[START OF Information supplied]
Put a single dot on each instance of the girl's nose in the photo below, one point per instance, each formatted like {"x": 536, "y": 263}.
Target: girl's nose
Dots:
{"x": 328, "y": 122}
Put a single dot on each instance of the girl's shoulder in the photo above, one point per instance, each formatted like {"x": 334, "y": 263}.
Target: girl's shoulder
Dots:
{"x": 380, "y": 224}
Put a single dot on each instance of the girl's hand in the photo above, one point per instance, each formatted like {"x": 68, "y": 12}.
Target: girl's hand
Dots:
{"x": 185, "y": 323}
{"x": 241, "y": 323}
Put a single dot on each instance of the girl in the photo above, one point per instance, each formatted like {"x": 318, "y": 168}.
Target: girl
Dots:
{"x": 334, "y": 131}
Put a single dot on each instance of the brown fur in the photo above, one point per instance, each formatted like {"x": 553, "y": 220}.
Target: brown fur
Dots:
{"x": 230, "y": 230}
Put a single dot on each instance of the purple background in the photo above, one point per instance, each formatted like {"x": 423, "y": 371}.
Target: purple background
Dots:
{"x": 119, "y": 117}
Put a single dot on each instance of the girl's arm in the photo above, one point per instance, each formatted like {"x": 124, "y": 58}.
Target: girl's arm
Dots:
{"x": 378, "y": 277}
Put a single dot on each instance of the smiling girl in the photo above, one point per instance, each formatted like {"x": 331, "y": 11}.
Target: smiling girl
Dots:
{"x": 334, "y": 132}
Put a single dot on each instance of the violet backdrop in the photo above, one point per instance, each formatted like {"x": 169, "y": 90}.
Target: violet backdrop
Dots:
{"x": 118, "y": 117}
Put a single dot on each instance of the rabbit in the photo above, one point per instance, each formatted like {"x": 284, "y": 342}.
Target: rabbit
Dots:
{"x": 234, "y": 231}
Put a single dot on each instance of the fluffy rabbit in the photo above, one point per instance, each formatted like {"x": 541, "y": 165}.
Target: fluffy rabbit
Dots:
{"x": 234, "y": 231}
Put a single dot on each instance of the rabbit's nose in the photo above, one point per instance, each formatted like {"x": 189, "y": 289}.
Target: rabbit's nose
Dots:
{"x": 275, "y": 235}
[END OF Information supplied]
◆ Written task
Return the listing above in full, character for character.

◆ Result of the exercise
Put a single dot on each instance of the girl's nose in the photo below, one point per instance, each formatted like {"x": 536, "y": 263}.
Target: girl's nose
Dots:
{"x": 328, "y": 122}
Put a single dot on each instance of the girl's shoulder in the photo above, one point per instance, each formatted like {"x": 334, "y": 263}.
Target: girl's shoulder
Dots:
{"x": 380, "y": 224}
Put a single dot on each instance of the girl's hand in the photo above, one point per instance, each formatted like {"x": 68, "y": 12}.
Target: girl's hand
Dots:
{"x": 185, "y": 323}
{"x": 241, "y": 323}
Put a single dot on each instance of the girl in the photo above, one point per instance, each formatted like {"x": 318, "y": 168}.
Target: girl
Dots:
{"x": 334, "y": 131}
Put a single dot on each instance of the brown fur in the photo above, one point per instance, each formatted like {"x": 553, "y": 220}.
Target: brown fur
Dots:
{"x": 230, "y": 230}
Put a single dot on each instance of the purple background in the photo above, one point per instance, each formatted like {"x": 423, "y": 371}.
Target: purple background
Dots:
{"x": 119, "y": 117}
Put a single dot on each instance of the girl's arm in the photo above, one point per instance, each formatted like {"x": 124, "y": 58}.
Target: girl's arm
Dots:
{"x": 378, "y": 277}
Put a single dot on each instance of the smiling girl in the photo above, one point per instance, each formatted like {"x": 331, "y": 11}.
Target: smiling girl
Dots:
{"x": 334, "y": 132}
Put a single dot on each instance of the violet backdrop in the photo above, one point per instance, each formatted like {"x": 169, "y": 90}.
Target: violet backdrop
Dots:
{"x": 118, "y": 117}
Put a single dot on each instance of the rabbit in the photo above, one point per instance, each formatted like {"x": 284, "y": 342}.
Target: rabbit
Dots:
{"x": 234, "y": 231}
Put a single dot on each instance of the fluffy rabbit in the photo above, one point per instance, each formatted like {"x": 541, "y": 165}.
Target: fluffy rabbit
Dots:
{"x": 234, "y": 231}
Put a single dot on each instance of the rabbit's nose in the photo above, one point per instance, each formatted like {"x": 189, "y": 289}.
Target: rabbit's nose
Dots:
{"x": 275, "y": 235}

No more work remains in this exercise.